* GIVEN RECORDS
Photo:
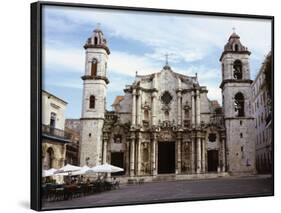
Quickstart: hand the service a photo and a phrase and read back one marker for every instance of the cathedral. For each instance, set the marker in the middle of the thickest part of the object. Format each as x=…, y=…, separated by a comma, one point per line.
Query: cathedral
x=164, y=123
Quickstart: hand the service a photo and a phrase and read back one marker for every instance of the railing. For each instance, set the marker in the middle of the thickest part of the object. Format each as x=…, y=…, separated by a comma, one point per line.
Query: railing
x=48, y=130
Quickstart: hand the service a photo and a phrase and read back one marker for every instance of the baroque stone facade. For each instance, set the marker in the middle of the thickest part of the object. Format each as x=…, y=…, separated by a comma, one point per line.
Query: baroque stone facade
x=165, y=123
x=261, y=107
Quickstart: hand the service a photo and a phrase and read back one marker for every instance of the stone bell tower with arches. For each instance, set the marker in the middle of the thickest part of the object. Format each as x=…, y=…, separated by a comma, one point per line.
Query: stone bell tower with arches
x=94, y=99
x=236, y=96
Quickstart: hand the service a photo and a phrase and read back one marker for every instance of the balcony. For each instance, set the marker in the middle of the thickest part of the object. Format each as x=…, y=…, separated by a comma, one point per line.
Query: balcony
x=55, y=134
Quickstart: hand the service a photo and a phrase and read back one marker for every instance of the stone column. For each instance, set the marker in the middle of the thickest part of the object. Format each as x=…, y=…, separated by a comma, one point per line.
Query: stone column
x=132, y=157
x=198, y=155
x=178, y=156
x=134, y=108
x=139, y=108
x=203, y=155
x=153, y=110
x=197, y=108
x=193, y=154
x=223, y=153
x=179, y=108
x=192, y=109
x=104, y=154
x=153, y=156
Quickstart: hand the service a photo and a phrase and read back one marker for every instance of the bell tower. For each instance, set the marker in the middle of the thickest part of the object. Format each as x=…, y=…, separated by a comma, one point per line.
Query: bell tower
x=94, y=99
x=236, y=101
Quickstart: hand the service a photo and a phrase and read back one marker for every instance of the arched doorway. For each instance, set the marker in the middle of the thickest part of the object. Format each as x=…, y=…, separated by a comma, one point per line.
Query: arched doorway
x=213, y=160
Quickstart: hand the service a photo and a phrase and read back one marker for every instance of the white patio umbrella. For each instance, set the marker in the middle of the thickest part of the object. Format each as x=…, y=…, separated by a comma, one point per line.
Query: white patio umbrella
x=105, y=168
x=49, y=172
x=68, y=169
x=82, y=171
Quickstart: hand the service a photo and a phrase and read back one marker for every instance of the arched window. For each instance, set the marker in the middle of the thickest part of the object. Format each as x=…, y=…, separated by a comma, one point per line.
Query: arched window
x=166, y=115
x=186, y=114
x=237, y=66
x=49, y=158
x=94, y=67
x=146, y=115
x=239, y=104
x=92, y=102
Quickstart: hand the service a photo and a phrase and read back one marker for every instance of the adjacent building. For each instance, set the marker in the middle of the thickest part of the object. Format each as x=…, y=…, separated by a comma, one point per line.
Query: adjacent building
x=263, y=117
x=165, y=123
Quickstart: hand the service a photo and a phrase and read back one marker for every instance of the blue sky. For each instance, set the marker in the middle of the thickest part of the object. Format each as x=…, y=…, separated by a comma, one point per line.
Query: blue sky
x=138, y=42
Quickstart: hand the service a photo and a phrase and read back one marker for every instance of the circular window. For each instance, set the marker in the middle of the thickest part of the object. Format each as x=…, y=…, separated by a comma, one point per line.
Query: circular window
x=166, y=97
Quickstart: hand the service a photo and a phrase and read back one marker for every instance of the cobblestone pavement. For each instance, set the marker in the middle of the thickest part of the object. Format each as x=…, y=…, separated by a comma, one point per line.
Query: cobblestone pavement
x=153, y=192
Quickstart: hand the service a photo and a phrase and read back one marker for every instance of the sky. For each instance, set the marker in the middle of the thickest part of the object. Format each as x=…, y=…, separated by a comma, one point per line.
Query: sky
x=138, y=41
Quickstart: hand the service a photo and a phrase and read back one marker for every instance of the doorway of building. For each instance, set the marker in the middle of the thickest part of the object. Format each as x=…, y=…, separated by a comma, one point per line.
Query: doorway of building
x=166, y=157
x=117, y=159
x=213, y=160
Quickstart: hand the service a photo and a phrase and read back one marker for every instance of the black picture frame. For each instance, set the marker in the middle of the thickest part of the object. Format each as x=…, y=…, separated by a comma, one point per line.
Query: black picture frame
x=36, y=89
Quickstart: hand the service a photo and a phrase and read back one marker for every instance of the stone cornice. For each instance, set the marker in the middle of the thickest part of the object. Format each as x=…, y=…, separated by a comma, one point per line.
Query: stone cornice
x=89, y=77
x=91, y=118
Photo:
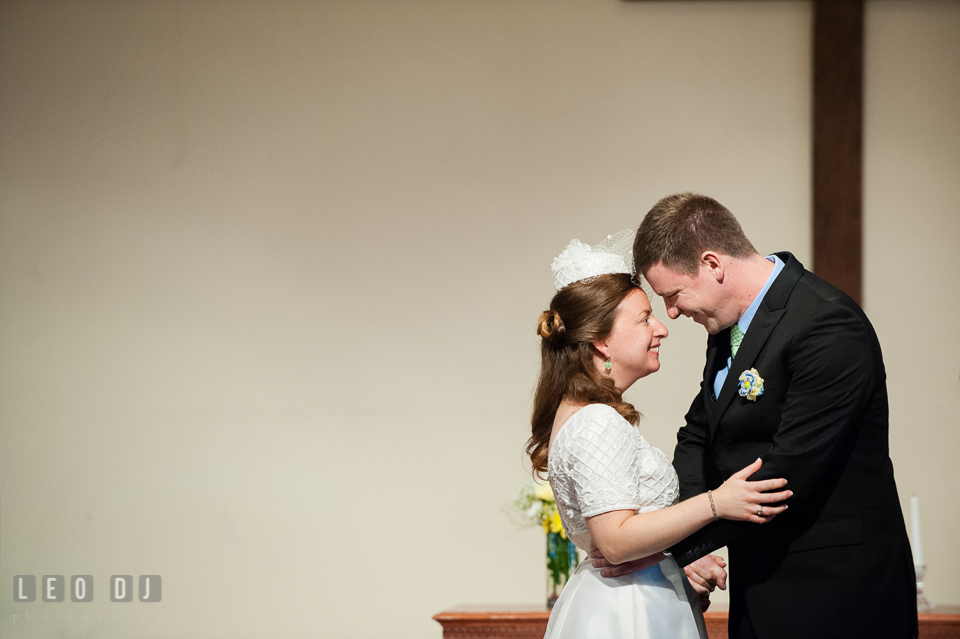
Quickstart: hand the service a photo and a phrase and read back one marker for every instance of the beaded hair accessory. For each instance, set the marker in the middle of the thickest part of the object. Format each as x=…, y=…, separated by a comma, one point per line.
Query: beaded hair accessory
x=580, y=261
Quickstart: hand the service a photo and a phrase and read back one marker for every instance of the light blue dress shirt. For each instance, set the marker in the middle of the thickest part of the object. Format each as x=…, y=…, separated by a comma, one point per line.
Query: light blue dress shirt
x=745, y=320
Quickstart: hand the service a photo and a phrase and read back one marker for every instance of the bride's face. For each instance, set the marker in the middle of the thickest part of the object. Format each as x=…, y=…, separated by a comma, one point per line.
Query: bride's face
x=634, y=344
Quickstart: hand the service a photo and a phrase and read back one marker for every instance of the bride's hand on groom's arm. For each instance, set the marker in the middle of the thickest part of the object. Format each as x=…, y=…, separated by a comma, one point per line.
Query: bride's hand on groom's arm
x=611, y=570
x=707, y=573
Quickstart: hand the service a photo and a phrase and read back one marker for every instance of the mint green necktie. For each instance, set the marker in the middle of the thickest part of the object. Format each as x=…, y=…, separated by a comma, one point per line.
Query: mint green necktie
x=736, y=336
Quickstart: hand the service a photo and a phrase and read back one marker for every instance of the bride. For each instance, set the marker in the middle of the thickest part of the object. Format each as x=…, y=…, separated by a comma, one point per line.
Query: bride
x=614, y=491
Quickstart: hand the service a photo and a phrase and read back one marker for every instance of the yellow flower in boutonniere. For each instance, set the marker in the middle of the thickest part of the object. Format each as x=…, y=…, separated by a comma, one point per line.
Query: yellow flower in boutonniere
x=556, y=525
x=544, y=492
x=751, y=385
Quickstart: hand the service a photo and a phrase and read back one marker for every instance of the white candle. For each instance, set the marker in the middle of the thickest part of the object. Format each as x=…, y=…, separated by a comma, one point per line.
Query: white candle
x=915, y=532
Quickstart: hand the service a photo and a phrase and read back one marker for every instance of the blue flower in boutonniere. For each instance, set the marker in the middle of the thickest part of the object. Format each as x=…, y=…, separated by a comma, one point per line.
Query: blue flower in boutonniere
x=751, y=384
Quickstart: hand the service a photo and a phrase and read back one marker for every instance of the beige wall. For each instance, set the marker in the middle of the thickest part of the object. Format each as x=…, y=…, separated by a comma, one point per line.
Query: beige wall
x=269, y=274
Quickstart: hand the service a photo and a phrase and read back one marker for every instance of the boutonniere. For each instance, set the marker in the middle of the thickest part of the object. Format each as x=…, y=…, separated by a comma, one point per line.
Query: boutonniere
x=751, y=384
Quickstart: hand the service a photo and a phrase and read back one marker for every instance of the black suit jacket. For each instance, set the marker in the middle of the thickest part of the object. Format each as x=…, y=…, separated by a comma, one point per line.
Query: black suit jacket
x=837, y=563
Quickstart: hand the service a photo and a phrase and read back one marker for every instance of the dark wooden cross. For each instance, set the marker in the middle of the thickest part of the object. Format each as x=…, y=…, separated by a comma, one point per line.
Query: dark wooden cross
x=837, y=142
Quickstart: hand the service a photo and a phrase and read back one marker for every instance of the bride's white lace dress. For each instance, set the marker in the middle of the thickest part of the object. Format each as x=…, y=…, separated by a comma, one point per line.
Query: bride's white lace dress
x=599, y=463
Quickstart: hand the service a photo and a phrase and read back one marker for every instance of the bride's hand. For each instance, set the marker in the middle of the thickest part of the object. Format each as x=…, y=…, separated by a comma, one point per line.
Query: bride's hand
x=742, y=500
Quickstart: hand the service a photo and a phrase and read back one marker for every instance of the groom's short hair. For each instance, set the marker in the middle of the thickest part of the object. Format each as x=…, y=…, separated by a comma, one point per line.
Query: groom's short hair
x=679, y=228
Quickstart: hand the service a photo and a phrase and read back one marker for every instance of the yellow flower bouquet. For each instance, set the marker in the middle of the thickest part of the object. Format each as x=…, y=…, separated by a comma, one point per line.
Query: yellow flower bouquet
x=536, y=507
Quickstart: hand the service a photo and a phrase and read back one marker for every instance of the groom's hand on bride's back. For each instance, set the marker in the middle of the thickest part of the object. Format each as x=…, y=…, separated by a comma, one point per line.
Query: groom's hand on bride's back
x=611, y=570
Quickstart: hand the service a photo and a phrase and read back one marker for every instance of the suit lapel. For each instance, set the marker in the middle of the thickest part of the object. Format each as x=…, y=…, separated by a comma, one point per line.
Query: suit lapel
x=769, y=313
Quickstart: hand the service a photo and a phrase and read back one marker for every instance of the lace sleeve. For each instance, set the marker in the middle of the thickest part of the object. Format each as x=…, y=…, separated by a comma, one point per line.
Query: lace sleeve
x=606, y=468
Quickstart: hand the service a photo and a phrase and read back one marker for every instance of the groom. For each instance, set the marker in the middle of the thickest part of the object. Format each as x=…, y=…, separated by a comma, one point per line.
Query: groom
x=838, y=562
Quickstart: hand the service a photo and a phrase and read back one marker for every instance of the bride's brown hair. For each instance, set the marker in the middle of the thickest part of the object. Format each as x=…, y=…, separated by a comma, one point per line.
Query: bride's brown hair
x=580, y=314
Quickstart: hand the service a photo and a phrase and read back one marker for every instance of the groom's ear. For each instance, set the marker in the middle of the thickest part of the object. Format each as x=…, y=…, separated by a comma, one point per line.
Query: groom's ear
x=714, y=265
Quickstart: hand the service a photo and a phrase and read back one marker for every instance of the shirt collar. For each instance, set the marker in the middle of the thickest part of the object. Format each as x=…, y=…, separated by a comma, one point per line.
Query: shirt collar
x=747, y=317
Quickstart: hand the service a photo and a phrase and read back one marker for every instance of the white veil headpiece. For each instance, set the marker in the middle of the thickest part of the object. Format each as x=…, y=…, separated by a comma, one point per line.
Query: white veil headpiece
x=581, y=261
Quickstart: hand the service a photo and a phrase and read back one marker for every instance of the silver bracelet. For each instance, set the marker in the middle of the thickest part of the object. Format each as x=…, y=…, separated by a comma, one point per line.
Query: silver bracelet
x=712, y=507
---
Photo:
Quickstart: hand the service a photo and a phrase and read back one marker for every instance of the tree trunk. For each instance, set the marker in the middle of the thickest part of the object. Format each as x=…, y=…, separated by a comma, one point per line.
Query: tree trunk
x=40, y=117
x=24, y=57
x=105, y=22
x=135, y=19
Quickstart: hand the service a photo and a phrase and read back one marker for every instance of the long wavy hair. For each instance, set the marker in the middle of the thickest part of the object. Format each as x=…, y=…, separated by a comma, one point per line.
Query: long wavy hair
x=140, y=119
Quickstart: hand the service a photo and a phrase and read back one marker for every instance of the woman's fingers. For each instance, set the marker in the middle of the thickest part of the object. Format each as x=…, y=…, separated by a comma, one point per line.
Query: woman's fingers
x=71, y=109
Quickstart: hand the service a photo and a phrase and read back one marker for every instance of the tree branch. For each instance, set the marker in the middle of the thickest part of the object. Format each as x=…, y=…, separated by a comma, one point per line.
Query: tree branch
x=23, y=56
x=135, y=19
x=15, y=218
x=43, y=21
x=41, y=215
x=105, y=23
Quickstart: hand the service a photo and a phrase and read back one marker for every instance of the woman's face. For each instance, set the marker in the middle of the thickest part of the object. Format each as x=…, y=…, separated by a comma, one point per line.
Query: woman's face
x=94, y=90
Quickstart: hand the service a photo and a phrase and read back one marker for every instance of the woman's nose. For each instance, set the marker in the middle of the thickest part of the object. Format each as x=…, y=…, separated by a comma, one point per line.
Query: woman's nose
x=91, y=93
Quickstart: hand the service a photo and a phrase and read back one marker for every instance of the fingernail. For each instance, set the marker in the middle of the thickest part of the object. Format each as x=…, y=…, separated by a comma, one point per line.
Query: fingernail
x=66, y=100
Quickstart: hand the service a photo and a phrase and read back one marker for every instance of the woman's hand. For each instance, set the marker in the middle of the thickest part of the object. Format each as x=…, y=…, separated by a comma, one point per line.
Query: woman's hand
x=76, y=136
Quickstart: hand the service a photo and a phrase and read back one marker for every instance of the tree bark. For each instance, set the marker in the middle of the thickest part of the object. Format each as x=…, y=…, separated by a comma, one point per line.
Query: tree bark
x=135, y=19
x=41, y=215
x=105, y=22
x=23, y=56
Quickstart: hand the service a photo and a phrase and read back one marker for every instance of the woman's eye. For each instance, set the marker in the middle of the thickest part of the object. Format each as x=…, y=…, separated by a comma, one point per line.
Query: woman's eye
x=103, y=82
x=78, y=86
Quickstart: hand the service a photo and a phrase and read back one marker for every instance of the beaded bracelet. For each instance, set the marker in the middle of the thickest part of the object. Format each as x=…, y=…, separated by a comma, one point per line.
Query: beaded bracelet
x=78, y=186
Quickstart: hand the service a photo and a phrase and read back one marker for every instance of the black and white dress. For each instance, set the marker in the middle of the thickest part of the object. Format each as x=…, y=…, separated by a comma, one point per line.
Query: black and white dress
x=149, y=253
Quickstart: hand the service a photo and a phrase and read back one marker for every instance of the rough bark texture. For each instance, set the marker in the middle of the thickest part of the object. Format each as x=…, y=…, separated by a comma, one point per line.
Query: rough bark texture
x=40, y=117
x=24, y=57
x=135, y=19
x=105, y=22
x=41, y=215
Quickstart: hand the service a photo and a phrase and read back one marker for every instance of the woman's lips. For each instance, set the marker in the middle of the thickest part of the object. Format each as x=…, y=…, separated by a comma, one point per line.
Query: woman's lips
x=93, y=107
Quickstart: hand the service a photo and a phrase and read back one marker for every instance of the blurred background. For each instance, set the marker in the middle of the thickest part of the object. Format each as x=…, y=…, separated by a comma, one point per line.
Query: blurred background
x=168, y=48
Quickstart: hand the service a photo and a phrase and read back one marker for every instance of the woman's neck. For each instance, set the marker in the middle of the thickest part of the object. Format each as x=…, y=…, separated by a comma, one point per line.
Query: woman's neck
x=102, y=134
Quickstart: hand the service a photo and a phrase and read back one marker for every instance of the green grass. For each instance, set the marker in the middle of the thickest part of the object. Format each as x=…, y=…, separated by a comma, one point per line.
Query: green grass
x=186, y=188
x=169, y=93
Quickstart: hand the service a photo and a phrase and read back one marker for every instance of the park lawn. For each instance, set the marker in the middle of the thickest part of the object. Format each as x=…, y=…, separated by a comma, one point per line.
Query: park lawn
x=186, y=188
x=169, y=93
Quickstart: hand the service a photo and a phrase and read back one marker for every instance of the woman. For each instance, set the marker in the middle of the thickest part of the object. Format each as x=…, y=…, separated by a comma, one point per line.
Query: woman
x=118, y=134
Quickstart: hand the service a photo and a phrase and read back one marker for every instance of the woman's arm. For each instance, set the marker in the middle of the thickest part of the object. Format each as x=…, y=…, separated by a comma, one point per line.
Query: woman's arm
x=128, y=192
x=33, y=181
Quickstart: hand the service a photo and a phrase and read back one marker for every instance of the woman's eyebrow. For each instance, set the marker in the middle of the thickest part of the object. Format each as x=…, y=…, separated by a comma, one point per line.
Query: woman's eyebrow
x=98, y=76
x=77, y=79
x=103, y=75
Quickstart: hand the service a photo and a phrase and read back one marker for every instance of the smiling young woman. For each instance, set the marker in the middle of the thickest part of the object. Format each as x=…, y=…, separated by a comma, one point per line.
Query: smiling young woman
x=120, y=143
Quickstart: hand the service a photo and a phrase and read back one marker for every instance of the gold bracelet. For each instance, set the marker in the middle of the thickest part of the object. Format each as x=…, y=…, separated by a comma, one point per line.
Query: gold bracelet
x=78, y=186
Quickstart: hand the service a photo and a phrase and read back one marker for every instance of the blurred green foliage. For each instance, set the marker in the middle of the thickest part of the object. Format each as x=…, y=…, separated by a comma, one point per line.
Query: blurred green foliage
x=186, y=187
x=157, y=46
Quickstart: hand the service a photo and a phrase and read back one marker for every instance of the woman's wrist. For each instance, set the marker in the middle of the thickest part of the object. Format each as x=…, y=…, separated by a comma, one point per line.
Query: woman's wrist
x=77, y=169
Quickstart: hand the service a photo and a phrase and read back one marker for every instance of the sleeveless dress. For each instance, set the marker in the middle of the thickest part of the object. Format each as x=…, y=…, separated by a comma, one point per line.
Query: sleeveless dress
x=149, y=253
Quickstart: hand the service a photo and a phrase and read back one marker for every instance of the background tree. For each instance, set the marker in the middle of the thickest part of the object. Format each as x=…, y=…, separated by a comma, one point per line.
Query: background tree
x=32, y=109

* WHAT IS BEING ASKED
Starting with the line that holds "Query: bride's hand on groom's arm" and ending with the line that holds "of the mint", retype every line in the data above exactly, and nothing else.

* ANSWER BOX
Query: bride's hand on groom's arm
x=611, y=570
x=707, y=573
Quickstart: hand the service a photo and a phrase and read back one marker for every instance of the mint green necktie. For each instance, set the marker in the middle of the thickest part of the object. Format each as x=…, y=…, separated by a comma, one point per line.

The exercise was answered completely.